--- Material to process Enclosed Below ---
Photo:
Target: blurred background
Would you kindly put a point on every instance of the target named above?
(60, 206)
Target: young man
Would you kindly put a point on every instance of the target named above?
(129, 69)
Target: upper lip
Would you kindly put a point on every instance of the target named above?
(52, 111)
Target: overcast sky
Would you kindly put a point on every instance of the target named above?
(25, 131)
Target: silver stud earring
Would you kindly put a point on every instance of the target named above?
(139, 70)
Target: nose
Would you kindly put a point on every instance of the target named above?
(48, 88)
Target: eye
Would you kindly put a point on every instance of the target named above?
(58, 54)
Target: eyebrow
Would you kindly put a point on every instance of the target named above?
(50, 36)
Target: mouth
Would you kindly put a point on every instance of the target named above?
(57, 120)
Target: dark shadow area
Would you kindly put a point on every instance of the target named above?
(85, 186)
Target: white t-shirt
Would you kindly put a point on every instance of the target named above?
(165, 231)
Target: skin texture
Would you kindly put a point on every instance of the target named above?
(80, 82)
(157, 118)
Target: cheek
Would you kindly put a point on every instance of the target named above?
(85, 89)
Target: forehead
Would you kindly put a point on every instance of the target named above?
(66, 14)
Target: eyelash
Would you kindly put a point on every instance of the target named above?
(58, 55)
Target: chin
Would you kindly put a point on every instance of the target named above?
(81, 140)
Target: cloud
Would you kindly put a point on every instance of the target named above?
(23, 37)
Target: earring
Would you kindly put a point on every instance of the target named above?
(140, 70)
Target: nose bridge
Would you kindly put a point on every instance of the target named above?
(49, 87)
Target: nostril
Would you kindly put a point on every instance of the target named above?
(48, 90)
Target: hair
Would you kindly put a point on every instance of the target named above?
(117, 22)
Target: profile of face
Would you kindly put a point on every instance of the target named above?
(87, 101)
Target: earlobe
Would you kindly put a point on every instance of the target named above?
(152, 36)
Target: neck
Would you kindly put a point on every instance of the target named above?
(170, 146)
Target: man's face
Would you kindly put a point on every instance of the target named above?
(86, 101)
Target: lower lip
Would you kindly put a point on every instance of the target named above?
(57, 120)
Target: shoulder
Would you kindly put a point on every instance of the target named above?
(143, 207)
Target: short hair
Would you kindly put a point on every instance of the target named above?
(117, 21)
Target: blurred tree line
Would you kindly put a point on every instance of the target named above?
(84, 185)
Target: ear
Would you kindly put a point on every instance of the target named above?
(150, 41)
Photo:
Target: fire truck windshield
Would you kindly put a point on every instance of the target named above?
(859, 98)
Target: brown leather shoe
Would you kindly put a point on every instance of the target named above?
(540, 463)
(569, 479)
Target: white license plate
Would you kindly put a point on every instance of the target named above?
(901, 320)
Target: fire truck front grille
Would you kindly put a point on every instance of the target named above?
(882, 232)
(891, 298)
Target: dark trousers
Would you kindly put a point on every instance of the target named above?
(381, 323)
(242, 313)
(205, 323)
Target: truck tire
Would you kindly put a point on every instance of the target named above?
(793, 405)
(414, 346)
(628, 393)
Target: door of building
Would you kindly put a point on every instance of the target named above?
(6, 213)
--- End of Enclosed Material to process ---
--- Material to process Enclosed Below ---
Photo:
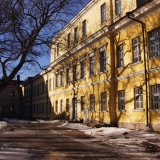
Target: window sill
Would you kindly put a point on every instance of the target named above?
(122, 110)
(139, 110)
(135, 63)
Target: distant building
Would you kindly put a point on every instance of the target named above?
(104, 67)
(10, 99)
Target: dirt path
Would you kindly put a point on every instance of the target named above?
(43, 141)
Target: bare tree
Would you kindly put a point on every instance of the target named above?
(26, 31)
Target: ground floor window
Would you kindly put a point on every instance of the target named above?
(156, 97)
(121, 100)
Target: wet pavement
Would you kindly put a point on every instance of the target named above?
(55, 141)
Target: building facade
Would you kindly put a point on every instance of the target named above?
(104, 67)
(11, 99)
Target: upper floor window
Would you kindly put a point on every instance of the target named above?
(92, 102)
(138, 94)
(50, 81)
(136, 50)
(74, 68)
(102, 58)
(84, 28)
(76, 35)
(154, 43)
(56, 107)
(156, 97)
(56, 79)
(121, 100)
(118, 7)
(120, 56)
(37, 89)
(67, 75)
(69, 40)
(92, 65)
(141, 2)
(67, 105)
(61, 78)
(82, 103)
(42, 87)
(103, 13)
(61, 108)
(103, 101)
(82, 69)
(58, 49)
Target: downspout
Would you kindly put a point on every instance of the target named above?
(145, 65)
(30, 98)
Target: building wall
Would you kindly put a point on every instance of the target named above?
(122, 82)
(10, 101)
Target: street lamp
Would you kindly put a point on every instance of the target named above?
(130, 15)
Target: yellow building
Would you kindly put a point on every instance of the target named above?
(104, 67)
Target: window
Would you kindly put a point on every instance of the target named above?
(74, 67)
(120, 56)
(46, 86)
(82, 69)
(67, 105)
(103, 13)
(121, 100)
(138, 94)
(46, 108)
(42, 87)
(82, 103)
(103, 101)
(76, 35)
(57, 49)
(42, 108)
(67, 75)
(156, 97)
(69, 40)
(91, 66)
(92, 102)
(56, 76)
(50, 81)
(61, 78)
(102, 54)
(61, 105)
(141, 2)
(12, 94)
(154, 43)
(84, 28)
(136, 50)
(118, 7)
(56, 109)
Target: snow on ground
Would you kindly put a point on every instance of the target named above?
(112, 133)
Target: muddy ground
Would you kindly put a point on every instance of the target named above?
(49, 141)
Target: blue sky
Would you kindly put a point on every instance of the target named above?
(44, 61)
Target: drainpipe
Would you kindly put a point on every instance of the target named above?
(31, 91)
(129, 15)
--- End of Enclosed Material to process ---
- **What needs to be done**:
From the data above, gather every line that includes the word "dark".

- **Answer box**:
Target: dark shadow area
Target: dark trousers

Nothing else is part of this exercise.